>>>

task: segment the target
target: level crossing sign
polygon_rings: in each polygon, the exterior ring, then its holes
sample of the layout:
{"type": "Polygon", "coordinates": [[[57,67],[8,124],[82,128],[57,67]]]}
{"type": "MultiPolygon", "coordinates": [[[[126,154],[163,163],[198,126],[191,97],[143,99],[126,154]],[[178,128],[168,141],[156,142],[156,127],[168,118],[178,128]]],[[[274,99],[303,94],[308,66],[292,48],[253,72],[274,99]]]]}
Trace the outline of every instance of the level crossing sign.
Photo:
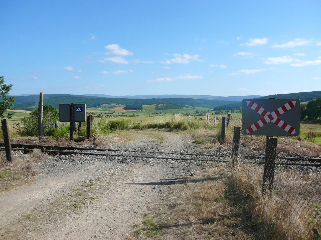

<<<

■ WHAT IS NEEDED ■
Could you rewrite all of the entries above with "level crossing sign" changed to "railroad crossing sign" wherever it appears and everything else kept the same? Leave out the pictures.

■ THE RESULT ■
task: segment the target
target: railroad crossing sign
polygon_rings: in each polygon, the exterior ring, then its holes
sample of the layout:
{"type": "Polygon", "coordinates": [[[57,67],[8,124],[82,128],[57,67]]]}
{"type": "MultiPolygon", "coordinates": [[[[126,154],[163,163],[198,126],[191,97],[143,99],[126,154]],[[178,128],[168,141],[156,142],[156,127],[168,118],[178,128]]],[[[274,99],[303,94],[308,66],[292,48],[253,72],[274,99]]]]}
Trace the outline of every instance of the railroad crossing sign.
Photo:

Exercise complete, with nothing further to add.